PAGE TEXT:
'''
Many of these ancient sounds were very different to those heard in post-Conquest Mexico. Supported by archaeological evidence, we now know that these included the sounds of animals, birds, natural and even of ‘underworld’ phenomena. Sadly, chroniclers of the time made no mention of the sounds that no doubt accompanied actors in animal costumes who sang or emitted unique and special calls and other vocalizations.
|Pic 4: Mimes/masked dancers in the Aztec feast of Atamalqualiztli; Codex Matritense, fol. 254r (Click on image to enlarge)|
The following example serves as a good illustration. During the festival of Atamalqualiztli (‘The Eating of Water Tamales’) in honour of Huitzilopochtli, participants dressed as creatures:-
‘And all came forth there as hummingbirds, butterflies, honey bees, flies, birds, black beetles, dung beetles; in the guise of these the people appeared when they danced...’ (1)
Huitzilopochtli himself was represented by a person in bird costume:-
‘Huitzilopochtli was a wooden statue carved in the form of a man... on his head he bore a fine headdress in the shape of a bird’s beak – that of the bird they called vitzitzilin (hummingbird that buzzes) and that we call zunzones, which are all greens and blues as are the feathers. These birds have a long black beak and shining plumage...’ (2)
|Pic 5: Bird costumed dancers, festival of Atamalqualiztli; Codex Matritense, fol. 254r (detail) (Click on image to enlarge)|
The bird costumes were richly decorated with feathers, even set in trees adorned with flowers:-
‘The dance that they most enjoyed was the one in which they crowned themselves and the main momoztli of the temple of their great god Hvitzilopochtli with roses, forming by hand a house of roses and even trees full of perfumed flowers; there they made their goddess Xochiquetzalli sit whilst they danced. At the same time young lads flew down, all dressed as birds, some as butterflies, richly costumed with fine feathers – greens, blues, reds and yellows; and they would climb the trees, wandering from branch to branch taking of the dew on the rosses. And then the gods would appear, for each an Indian was dressed in a costume similar to those to be seen on their shrines, each bearing a blowpipe with which they shot at the pretend birds passing through the trees... This was the most solemn dance that this nation possessed, and I have not seen or marveled at anything like it since.’ (3)
'''
[Rows from a segmentation dataset]
'''
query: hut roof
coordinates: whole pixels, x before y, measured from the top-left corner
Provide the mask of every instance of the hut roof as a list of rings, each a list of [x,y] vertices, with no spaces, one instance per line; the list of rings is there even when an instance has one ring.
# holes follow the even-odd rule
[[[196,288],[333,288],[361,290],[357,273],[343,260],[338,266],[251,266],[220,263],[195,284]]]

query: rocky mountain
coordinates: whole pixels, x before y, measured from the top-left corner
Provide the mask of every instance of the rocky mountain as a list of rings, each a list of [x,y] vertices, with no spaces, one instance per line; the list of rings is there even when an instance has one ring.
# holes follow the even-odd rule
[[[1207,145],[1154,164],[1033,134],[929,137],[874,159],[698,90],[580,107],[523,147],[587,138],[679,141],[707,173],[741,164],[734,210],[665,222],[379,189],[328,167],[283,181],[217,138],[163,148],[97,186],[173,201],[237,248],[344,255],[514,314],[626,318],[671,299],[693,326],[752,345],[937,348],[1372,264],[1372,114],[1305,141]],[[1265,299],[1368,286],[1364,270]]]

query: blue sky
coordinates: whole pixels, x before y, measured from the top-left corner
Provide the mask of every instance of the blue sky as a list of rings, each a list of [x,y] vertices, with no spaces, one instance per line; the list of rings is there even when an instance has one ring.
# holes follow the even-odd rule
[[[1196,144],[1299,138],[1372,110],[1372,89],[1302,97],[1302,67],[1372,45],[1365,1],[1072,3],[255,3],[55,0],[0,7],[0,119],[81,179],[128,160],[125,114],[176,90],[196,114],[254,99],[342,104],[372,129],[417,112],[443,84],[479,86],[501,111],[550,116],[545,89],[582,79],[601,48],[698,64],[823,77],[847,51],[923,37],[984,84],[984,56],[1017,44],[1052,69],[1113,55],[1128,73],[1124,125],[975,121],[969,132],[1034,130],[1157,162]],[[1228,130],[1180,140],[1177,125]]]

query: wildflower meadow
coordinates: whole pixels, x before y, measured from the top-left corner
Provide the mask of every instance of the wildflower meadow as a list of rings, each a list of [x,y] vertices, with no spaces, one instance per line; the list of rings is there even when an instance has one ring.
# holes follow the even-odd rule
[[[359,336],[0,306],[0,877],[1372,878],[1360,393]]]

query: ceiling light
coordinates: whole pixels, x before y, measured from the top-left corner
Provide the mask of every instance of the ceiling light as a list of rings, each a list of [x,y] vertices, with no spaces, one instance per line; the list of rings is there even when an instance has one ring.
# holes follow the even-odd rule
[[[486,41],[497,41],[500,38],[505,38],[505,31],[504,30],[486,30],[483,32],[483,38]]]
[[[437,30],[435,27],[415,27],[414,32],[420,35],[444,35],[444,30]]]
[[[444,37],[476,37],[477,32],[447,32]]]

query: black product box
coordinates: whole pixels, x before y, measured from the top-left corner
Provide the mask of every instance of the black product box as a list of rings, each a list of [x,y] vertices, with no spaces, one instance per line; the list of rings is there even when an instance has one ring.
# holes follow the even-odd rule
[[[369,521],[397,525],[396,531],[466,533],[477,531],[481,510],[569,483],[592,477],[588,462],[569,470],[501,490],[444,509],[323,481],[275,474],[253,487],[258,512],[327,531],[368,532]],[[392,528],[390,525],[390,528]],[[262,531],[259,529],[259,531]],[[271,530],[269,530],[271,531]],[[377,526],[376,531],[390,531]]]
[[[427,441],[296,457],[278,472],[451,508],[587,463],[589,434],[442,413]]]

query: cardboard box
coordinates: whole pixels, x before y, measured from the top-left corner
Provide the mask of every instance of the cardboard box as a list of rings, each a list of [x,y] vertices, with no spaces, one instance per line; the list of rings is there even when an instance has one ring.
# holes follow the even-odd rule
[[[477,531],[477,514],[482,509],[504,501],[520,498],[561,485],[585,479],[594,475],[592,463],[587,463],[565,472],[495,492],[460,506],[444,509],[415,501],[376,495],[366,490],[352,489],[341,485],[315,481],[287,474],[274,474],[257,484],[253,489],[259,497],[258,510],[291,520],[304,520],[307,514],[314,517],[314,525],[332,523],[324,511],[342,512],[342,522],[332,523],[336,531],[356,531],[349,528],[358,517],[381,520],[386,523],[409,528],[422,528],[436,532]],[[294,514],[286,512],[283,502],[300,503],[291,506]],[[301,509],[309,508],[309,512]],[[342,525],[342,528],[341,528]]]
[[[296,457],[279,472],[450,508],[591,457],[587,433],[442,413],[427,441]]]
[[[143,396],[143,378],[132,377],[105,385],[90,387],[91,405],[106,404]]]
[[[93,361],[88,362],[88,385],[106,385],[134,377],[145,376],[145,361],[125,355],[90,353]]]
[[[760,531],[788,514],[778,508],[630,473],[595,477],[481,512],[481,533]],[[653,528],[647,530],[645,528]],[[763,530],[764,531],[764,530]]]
'''
THE TASKS:
**a.** Set down the stretch of the text on Aztec festival sounds from "Huitzilopochtli himself was" through "shining plumage...’ (2)", reproducing it word for word.
**b.** In the text on Aztec festival sounds, what supports the statement that the ancient sounds included those of animals, birds, and natural and even "underworld" phenomena? Explain in one to three sentences.

SOLVED TASKS:
**a.**
Huitzilopochtli himself was represented by a person in bird costume:-
‘Huitzilopochtli was a wooden statue carved in the form of a man... on his head he bore a fine headdress in the shape of a bird’s beak – that of the bird they called vitzitzilin (hummingbird that buzzes) and that we call zunzones, which are all greens and blues as are the feathers. These birds have a long black beak and shining plumage...’ (2)

**b.** The statement rests on archaeological evidence. On that basis, the text says that these ancient sounds, many of them very different from those heard in post-Conquest Mexico, included the sounds of animals, birds, and natural and even "underworld" phenomena.